Exercises:
a: Answer these questions from the passage on the stages of Coronavirus Disease 2019, one answer per line:
(i) How many progressive stages of the disease does it describe?
(ii) Which two drugs does it say are being tested in the second stage?
(iii) What more invasive method does it name for detecting the virus once pneumonia sets in?
b: Carry the passage on the stages of Coronavirus Disease 2019 forward from its last sentence.

Quoted passage:
╭──

The graph above shows how there are three progressive stages in Coronavirus Disease 2019.
The first one is similar to the common flu and presents mild to no symptoms. Most people heal during this stage and do not progress to the next two. In such cases, nasal and pharyngeal tampons, if done correctly and while the symptoms are showing, mark the presence of the virus.
The second stage is a more severe form that spreads to the lungs (viral pneumonia), from which patients can heal autonomously or with the help of drugs (there are currently ongoing tests with Chloroquine and Azithromycin). Although the pathogen is detectable via tampon in the upper respiratory tract, however, it becomes harder to detect to the point of being untraceable with the onset of pneumonia, since our immune system is responding to the virus and its descent towards our lungs. At this stage, tampons are of little use, since the virus is almost untraceable in both nose and throat, and more invasive methods such as BAL (bronchoalveolar lavage) are necessary to detect it. The radiographic diagnosis is thus bilateral interstitial pneumonia.

╰──

Data records:
╭──

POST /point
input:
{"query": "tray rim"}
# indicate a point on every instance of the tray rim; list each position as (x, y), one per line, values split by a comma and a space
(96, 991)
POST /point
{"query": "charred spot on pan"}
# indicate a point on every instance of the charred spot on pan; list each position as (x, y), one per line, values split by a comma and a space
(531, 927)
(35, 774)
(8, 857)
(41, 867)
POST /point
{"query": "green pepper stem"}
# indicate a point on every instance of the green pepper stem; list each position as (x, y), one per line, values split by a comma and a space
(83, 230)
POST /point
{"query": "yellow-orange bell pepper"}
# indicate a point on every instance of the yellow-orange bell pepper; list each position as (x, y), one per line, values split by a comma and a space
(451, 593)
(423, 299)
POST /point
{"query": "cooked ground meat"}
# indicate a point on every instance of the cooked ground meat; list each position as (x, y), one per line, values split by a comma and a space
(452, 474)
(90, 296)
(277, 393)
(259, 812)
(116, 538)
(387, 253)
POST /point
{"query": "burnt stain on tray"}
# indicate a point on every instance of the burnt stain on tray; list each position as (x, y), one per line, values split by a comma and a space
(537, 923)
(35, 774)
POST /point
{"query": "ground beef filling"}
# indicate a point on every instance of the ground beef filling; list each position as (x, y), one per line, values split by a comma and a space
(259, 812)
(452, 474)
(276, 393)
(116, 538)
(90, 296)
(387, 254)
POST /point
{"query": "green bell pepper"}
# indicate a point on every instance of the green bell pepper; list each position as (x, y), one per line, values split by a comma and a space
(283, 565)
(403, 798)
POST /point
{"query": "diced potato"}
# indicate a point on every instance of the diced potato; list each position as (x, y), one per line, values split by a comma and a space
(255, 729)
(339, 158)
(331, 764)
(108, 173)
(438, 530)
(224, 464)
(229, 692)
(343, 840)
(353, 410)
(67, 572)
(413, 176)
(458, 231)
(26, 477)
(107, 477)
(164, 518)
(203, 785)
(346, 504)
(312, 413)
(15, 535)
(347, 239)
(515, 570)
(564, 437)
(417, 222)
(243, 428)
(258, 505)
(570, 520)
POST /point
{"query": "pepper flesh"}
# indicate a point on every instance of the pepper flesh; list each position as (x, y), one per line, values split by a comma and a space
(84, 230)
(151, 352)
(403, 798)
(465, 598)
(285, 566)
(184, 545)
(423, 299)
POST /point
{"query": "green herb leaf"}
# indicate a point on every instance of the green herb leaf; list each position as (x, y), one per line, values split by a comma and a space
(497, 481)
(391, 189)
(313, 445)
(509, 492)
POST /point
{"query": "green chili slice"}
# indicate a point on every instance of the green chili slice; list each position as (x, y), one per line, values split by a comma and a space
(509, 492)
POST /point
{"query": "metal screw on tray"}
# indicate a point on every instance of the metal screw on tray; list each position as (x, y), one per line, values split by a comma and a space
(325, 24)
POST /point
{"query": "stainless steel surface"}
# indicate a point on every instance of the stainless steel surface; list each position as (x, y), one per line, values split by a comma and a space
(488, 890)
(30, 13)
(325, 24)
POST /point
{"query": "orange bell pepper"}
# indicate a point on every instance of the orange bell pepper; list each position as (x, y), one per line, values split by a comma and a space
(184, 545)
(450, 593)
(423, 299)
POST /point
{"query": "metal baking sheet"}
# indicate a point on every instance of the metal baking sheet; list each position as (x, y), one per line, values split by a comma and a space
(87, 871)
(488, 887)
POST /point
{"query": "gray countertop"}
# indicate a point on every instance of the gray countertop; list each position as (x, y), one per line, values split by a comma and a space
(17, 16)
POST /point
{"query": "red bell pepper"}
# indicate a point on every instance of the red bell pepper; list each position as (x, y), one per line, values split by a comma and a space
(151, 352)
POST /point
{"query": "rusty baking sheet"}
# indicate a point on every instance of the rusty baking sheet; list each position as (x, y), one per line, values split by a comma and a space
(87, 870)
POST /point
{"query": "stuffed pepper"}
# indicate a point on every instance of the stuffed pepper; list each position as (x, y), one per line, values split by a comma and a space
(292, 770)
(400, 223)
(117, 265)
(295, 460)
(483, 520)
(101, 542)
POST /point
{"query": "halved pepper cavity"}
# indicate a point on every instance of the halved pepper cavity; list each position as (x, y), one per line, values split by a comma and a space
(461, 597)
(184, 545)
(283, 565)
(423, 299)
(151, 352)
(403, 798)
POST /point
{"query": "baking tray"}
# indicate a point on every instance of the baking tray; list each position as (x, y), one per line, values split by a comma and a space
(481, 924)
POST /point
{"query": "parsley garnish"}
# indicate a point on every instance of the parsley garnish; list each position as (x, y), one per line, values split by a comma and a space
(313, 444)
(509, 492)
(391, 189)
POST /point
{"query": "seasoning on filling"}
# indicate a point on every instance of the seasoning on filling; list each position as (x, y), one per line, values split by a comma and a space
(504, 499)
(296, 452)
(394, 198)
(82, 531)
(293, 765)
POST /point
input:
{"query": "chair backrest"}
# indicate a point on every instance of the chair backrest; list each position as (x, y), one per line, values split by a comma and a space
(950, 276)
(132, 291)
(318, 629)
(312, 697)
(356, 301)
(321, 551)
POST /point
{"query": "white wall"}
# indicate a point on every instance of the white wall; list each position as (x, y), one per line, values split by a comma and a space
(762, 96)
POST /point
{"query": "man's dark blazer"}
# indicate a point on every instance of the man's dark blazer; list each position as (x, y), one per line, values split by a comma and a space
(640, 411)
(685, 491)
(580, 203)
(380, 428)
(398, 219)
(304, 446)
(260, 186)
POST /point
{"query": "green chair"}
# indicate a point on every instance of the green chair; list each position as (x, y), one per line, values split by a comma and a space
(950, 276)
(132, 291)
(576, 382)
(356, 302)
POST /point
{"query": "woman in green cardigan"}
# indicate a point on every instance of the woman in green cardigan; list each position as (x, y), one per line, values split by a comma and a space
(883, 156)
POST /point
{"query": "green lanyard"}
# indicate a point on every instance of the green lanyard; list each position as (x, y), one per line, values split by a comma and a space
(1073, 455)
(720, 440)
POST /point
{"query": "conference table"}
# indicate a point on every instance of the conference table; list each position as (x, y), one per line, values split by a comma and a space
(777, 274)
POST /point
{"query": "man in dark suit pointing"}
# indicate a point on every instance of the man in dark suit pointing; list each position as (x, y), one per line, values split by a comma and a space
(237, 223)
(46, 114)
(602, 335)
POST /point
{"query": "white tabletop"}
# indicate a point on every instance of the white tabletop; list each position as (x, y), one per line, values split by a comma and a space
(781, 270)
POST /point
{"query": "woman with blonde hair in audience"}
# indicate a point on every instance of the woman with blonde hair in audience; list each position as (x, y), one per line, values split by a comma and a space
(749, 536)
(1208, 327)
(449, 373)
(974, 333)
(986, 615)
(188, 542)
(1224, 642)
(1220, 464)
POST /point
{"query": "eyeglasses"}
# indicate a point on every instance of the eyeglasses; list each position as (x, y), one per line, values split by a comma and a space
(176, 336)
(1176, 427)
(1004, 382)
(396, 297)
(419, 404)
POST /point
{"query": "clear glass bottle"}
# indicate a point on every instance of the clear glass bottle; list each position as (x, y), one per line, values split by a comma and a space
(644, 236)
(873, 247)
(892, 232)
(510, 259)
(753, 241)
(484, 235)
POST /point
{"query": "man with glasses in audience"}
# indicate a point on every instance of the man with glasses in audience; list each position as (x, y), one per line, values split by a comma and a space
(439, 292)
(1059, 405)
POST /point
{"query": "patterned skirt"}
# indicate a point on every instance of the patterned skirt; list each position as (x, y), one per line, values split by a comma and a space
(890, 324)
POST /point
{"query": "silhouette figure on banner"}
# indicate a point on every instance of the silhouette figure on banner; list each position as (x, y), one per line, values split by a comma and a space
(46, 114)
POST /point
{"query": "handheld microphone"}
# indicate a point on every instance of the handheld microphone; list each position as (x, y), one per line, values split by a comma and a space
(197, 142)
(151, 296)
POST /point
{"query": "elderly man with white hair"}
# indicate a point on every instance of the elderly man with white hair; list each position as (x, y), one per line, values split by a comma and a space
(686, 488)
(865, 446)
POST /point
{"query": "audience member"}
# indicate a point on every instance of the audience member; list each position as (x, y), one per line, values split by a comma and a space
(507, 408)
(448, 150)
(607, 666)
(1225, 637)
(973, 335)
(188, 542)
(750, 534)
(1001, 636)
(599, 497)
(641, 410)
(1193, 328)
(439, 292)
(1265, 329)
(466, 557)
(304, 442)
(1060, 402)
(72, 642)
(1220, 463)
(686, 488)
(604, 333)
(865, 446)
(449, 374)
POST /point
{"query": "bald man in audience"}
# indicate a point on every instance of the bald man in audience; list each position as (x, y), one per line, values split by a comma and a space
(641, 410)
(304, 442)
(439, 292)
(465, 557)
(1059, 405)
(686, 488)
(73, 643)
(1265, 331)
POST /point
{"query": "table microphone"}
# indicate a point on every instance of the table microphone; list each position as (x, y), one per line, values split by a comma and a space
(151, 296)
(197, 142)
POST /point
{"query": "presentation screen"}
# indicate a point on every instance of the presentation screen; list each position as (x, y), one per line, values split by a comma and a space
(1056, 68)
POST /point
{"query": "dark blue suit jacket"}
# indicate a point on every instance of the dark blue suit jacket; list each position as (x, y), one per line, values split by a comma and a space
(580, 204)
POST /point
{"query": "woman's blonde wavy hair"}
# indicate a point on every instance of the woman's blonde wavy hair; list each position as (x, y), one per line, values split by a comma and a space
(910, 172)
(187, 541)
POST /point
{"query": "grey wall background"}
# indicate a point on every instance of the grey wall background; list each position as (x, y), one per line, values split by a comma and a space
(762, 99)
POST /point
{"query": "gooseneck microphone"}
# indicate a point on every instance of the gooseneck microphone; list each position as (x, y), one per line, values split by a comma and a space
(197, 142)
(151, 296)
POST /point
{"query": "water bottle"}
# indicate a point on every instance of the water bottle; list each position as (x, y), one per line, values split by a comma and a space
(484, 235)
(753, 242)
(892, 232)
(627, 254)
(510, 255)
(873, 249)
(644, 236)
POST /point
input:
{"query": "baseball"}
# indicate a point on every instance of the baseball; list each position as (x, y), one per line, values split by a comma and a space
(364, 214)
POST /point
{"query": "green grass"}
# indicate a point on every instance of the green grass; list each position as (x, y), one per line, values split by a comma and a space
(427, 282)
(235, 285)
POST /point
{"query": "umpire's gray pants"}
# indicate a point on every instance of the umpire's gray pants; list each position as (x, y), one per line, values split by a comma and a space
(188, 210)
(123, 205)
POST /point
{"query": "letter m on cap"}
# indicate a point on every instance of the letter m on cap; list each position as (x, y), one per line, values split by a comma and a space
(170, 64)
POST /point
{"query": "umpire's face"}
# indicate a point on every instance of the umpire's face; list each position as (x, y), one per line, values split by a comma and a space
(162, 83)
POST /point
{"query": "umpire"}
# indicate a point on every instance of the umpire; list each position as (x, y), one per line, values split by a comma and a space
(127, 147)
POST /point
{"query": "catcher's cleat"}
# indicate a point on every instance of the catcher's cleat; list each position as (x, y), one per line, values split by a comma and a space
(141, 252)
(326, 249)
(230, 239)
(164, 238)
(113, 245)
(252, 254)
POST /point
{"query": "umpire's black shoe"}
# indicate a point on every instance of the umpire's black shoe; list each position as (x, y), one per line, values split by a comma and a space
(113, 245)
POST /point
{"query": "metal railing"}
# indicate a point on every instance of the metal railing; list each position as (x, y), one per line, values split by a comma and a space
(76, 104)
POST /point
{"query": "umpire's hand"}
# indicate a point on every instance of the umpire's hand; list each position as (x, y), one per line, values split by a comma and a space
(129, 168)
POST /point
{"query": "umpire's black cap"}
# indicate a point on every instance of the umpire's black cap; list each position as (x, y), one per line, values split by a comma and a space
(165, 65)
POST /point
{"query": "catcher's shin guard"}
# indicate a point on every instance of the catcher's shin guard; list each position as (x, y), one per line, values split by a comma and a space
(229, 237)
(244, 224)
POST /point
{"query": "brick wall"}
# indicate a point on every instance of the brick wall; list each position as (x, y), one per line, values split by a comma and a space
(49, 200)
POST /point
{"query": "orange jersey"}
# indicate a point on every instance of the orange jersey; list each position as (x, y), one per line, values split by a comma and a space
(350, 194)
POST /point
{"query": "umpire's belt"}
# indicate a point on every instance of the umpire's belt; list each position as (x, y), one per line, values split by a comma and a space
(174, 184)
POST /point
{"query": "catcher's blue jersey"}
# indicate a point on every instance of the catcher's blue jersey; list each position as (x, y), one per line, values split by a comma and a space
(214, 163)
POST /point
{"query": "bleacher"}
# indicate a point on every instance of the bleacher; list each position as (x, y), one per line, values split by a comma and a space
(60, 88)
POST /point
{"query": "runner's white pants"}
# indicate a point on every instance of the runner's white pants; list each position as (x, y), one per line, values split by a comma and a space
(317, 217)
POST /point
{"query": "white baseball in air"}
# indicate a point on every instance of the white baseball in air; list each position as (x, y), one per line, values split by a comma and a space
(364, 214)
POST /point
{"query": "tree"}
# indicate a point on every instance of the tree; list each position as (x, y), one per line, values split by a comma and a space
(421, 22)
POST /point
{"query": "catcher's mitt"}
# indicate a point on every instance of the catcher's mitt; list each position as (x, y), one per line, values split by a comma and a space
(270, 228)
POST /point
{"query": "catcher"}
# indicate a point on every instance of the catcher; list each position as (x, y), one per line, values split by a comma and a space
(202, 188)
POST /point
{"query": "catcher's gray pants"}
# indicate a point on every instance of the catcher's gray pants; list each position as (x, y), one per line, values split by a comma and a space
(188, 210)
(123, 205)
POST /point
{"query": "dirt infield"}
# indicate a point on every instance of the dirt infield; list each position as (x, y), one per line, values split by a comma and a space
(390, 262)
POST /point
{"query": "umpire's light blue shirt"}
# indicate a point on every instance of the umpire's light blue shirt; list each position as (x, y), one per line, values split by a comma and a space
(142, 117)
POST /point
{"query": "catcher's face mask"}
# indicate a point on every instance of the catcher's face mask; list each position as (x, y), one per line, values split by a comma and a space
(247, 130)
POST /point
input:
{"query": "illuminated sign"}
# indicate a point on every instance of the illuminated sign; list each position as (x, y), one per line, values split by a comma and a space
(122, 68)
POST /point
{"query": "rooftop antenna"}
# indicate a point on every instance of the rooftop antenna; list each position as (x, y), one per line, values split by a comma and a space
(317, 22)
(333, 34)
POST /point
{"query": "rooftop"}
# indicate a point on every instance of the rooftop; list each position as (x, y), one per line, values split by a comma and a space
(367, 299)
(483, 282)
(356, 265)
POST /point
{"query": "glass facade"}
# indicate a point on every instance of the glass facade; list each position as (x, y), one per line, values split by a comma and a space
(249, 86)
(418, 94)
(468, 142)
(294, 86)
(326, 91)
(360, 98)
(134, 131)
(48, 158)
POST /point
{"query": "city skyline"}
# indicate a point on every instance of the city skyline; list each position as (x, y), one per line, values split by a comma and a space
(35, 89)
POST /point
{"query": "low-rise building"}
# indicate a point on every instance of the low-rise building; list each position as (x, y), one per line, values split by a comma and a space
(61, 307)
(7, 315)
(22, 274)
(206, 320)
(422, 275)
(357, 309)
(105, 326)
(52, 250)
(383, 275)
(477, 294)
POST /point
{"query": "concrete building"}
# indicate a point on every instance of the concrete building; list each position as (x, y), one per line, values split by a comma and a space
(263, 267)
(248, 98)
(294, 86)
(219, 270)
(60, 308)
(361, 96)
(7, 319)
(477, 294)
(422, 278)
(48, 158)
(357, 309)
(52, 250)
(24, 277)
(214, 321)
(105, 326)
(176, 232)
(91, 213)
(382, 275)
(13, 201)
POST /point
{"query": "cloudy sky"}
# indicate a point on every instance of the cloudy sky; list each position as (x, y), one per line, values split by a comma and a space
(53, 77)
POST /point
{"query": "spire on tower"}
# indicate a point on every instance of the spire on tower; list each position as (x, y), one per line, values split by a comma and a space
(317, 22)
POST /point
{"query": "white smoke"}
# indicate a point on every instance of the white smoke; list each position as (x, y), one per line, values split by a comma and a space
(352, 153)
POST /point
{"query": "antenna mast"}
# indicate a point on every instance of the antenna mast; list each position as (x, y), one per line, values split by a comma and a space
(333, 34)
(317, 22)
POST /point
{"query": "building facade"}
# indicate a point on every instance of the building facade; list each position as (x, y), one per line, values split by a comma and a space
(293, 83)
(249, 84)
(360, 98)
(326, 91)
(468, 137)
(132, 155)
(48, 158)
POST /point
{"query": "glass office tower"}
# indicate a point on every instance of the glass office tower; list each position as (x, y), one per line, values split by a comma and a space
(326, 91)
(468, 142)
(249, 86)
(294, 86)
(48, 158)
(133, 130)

╰──

Response list:
a:
(i) Three
(ii) Chloroquine and Azithromycin
(iii) BAL (bronchoalveolar lavage)

b:
In some limited cases (estimated to involve 1% of those infected), the disease advances to its third stage: SARS-cov2 (Severe Acute Respiratory Syndrome; CoV-2 identifies the virus which caused the COVID-19 pandemic). It is a severe lung disease complicated by Acute Respiratory Distress Syndrome (ARDS), which requires hospitalisation in ICUs with mechanical ventilation. This sharp decrease in pulmonary function is due to an inflammatory reaction which begins during the second stage and then manifests a disproportionate progression unrelated to the virus. The cause is Cytokine Release Syndrome, which triggers excessive production of white blood cells: this extreme immune response can be even more dangerous than the virus itself.
The cause of such worsening is a “disorientation” of the immune system, not the pathogen itself. It is, therefore, a severe autoimmune disease comparable to HLH (Haemophagocytic Lymphohistiocytosis), a rare immune system disease; in this situation, lung cells are under attack, probably by macrophages. At this stage, the best treatment is a combination of immunosuppressants (such as Ruxolitinib or Tocilizumab) and antivirals (such as Remdesivir) to respond to the viral particles still surviving in the lungs. It would be essential to identify which individuals could be predisposed to this immune dysfunction that leads to a decrease in pulmonary ventilation.
Unfortunately, autoimmune diseases involve many genes, and Sars-CoV-2 is unlikely to be linked to only one genic marker. It would be useful to study the HLAb27 gene, as well as the antibodies appearing in other autoimmune diseases such as Guillain–Barré syndrome, Addison’s disease, coeliac disease, thyroiditis, myasthenia gravis, multiple sclerosis, rheumatoid arthritis, Sjögren–Larsson syndrome, systemic lupus erythematosus and type-1 diabetes.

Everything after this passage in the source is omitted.